##### Source records #####

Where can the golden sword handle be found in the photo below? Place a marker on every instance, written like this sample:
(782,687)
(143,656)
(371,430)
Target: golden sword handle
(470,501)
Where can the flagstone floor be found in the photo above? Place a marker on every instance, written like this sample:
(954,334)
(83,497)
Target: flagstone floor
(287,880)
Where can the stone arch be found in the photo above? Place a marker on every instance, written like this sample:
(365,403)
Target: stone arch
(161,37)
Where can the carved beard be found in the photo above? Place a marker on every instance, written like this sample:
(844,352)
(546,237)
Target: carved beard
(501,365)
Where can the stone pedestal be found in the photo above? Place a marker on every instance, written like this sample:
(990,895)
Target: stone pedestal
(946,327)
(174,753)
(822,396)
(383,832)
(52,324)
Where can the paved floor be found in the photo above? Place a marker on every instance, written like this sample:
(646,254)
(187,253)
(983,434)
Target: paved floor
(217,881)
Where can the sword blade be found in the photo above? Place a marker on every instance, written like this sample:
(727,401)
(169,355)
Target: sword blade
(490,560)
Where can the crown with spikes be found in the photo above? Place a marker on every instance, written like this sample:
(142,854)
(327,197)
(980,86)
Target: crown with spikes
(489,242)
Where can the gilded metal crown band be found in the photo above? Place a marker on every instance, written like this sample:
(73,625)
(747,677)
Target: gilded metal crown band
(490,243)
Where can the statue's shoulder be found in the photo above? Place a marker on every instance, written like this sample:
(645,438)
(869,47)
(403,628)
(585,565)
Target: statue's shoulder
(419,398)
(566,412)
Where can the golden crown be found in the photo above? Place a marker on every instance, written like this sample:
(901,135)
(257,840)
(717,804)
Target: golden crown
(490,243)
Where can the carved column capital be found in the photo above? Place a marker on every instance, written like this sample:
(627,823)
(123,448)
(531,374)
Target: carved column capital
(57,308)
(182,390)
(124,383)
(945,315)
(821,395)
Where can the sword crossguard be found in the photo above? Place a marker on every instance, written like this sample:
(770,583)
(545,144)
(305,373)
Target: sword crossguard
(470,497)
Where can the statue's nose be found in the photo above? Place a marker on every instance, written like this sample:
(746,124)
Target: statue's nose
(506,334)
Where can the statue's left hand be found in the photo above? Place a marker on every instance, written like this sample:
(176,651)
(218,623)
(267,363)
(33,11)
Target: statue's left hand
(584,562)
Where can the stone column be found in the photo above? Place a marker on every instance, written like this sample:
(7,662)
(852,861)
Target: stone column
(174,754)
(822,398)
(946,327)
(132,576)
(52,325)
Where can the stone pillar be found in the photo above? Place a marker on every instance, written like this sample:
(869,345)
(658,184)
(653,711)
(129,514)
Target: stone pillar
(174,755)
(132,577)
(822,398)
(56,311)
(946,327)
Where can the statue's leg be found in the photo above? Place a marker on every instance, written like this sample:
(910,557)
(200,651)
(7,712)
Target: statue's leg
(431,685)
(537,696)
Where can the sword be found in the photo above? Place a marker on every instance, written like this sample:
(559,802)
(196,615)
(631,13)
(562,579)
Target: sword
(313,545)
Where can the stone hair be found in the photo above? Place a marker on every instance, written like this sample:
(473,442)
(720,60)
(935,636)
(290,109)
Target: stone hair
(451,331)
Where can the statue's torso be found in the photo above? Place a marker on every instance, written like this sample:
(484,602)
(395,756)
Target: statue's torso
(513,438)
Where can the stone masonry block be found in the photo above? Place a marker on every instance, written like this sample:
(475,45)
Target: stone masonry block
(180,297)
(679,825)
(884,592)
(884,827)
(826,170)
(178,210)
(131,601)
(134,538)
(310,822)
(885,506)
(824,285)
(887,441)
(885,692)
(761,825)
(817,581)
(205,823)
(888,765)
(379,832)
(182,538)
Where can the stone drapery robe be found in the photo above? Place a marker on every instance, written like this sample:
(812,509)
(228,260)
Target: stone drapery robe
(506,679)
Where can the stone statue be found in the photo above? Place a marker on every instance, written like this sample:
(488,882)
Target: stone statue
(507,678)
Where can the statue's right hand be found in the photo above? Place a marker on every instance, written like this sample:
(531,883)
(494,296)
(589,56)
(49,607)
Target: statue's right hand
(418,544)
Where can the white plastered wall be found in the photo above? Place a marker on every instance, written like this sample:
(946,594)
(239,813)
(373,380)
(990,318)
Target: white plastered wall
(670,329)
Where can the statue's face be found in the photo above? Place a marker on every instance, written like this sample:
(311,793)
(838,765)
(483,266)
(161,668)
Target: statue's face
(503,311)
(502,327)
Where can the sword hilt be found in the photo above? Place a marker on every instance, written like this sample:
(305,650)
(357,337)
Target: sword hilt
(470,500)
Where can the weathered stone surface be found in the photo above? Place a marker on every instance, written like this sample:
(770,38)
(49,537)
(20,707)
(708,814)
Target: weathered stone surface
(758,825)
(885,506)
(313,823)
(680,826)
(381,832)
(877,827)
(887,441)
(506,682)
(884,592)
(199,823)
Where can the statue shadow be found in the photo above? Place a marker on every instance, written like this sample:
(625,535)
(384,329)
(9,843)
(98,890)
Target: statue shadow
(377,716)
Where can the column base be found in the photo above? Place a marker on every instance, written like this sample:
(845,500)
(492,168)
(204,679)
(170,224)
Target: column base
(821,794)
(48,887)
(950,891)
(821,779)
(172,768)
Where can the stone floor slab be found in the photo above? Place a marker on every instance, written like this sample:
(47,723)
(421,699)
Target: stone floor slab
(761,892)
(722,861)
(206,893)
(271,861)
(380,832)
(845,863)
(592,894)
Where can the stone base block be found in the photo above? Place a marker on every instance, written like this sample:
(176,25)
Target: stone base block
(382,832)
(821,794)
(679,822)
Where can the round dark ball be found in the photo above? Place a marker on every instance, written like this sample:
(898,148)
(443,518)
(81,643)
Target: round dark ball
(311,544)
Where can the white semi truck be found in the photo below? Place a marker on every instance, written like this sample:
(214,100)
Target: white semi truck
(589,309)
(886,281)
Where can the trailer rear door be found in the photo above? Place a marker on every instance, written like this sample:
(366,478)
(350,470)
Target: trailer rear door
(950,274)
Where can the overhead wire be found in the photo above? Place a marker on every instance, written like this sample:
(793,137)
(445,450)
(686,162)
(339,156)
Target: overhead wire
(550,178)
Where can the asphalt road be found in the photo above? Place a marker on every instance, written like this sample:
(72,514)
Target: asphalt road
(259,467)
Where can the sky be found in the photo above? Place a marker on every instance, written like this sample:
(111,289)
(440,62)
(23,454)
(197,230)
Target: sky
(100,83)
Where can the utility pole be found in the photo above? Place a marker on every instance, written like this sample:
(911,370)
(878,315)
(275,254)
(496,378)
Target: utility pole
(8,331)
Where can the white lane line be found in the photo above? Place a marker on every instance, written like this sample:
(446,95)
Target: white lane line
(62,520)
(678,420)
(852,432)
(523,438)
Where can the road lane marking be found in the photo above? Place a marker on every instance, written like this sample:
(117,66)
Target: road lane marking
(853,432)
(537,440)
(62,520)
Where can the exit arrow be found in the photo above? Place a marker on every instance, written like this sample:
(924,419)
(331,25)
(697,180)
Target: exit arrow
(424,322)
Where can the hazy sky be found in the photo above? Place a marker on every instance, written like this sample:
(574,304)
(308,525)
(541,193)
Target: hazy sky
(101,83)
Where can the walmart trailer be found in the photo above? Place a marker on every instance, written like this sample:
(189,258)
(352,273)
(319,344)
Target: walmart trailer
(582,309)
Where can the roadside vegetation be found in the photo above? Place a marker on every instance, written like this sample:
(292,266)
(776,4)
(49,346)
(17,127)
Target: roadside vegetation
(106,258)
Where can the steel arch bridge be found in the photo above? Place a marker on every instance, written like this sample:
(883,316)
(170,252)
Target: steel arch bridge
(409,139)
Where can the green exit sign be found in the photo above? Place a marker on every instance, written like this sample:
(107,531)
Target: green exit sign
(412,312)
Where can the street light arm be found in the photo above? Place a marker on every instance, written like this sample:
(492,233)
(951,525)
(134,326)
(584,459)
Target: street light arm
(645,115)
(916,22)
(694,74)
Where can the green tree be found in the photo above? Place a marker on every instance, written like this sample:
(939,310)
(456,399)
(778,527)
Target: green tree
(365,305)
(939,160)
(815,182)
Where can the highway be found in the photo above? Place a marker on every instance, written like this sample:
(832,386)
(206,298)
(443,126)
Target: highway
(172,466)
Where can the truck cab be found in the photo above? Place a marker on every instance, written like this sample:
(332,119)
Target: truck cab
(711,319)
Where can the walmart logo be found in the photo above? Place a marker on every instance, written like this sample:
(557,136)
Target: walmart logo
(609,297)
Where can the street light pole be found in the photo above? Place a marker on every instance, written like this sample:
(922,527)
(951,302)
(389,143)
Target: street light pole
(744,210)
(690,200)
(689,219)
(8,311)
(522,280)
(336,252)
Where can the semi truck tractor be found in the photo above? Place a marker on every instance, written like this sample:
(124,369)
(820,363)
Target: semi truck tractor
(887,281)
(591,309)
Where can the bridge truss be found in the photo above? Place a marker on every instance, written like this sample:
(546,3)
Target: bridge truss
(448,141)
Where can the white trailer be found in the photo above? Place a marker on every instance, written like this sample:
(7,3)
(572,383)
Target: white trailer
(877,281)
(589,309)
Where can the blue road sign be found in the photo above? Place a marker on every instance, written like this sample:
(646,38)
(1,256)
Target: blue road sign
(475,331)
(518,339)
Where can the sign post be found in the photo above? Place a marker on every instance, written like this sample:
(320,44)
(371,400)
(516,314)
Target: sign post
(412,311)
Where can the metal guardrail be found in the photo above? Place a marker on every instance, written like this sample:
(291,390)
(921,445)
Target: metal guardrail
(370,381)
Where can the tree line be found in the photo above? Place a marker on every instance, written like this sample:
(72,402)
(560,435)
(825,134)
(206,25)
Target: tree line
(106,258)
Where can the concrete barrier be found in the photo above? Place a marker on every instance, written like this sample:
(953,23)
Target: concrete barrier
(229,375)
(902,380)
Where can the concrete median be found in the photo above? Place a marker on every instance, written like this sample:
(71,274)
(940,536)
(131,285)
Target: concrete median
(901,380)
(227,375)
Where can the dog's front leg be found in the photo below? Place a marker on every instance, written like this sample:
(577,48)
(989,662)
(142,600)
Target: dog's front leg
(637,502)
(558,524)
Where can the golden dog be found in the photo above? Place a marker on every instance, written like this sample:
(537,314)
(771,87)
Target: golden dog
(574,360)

#####

» **Stated problem**
Copy out exactly the lines running from the line with "Where can the tree" to the end of the records, inclusive.

» **Solution to this problem**
Where can the tree line be found in the photo above? Place a marker on every instance, written like this sample:
(72,402)
(560,435)
(825,134)
(206,25)
Target: tree line
(106,258)
Where can the concrete barrier be found in the photo above? Place a marker on every instance, written like this sample:
(953,23)
Target: concrete barrier
(229,375)
(902,380)
Where can the concrete median be found in the photo above? Place a marker on every instance, written like this sample:
(71,274)
(940,536)
(131,285)
Target: concrete median
(901,380)
(227,375)
Where can the dog's front leg be found in the photo below? Place a marker on every instance, written like this sample:
(577,48)
(989,662)
(142,600)
Target: dog's front leg
(637,502)
(558,524)
Where can the golden dog be found in the photo above? Place a marker on every instance, written like this sample:
(537,314)
(771,87)
Target: golden dog
(574,360)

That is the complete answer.